What the exercise asks:
Copy out all of the material exactly.

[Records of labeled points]
————
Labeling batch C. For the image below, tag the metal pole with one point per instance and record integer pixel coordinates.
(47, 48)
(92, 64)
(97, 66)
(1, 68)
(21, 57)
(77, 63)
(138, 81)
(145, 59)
————
Finished exercise:
Labeling batch C. For the image below, tag the metal pole with one point per instance and record integer pixel coordinates.
(47, 48)
(92, 64)
(97, 66)
(1, 68)
(21, 57)
(77, 63)
(138, 81)
(145, 59)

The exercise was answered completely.